**SET EXERCISE**
Select every line of the listing below that contains the string "tail", treating uppercase and lowercase as different.

**MATERIALS PROVIDED**
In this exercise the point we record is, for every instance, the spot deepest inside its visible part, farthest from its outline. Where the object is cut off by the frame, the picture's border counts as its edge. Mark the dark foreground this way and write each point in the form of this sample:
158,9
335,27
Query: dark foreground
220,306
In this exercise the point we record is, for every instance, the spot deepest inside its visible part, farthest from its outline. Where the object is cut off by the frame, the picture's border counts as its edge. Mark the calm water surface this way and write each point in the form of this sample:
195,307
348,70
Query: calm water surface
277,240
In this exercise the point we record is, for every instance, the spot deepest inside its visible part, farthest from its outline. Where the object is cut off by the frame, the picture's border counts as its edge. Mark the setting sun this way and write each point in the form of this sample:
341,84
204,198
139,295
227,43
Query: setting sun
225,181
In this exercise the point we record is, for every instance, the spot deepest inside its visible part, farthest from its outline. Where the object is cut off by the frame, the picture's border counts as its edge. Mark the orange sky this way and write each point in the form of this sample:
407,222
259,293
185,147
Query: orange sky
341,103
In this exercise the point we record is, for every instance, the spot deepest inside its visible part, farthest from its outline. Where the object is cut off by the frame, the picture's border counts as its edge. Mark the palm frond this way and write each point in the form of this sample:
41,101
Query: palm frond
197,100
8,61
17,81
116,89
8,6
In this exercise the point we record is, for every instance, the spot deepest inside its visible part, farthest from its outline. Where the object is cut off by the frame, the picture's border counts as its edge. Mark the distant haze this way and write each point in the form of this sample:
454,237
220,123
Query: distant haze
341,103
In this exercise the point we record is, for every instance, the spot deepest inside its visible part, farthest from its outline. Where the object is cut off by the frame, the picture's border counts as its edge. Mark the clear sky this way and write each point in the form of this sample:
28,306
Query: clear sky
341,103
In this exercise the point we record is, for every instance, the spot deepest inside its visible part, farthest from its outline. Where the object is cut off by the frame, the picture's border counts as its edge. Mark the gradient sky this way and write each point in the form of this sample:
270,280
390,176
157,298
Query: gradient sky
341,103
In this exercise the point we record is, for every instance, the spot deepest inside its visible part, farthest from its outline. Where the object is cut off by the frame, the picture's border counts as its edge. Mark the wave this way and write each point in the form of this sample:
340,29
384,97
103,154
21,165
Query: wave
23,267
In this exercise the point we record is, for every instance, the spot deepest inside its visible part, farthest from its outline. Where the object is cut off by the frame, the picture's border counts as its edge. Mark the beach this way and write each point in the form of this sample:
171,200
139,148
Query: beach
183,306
--
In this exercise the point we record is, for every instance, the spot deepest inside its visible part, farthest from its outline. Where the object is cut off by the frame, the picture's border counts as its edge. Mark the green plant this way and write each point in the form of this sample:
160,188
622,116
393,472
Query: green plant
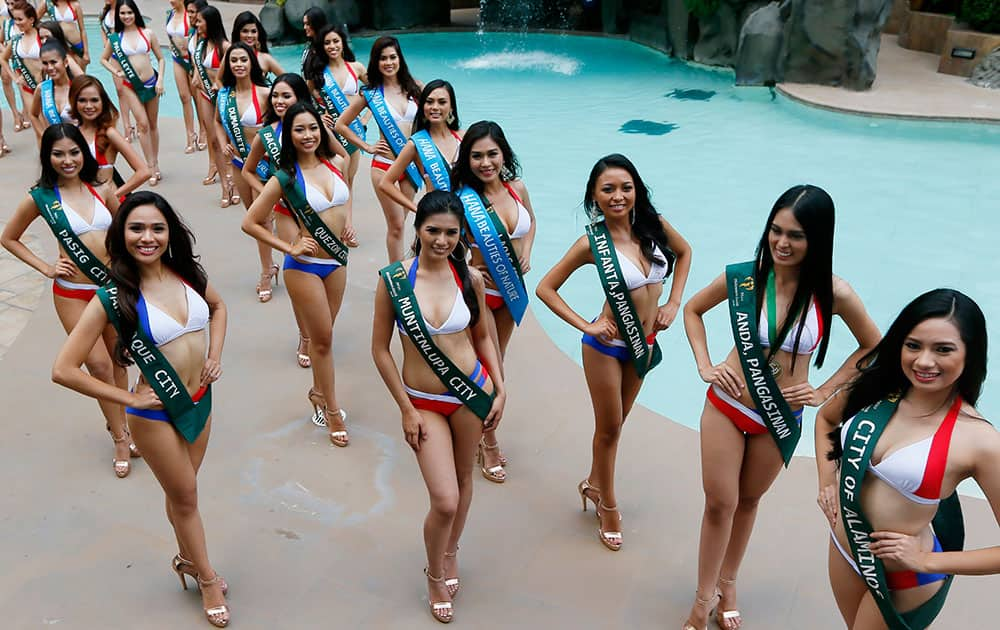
---
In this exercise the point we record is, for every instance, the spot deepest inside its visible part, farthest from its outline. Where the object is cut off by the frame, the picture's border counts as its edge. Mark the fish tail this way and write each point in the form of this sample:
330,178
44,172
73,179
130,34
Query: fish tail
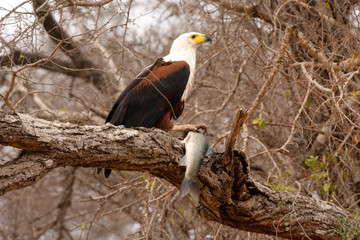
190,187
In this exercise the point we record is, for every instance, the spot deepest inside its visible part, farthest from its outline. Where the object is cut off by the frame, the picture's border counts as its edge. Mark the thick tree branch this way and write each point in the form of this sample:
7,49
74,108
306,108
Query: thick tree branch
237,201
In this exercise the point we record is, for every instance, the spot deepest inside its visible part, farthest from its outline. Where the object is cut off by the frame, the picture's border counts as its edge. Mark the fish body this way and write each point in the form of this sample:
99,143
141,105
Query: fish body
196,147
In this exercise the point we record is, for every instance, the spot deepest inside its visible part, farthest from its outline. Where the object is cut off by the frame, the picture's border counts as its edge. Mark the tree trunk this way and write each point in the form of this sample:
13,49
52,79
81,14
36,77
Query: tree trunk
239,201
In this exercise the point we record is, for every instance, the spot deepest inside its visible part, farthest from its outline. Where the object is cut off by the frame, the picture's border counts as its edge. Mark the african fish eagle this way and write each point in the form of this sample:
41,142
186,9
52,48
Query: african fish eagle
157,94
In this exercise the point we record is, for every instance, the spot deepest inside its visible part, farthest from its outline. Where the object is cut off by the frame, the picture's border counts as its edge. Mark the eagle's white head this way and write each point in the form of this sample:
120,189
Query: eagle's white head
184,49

**EXERCISE OUTPUT**
In this exercise the point we record is, for every instance, the spot deepest inside its visible part, farthest from its outline. Where the object is cut off by the frame, the picture's border counts as its edge. Mark the fish tail this way and write each point in the form of this sample:
Query: fish tail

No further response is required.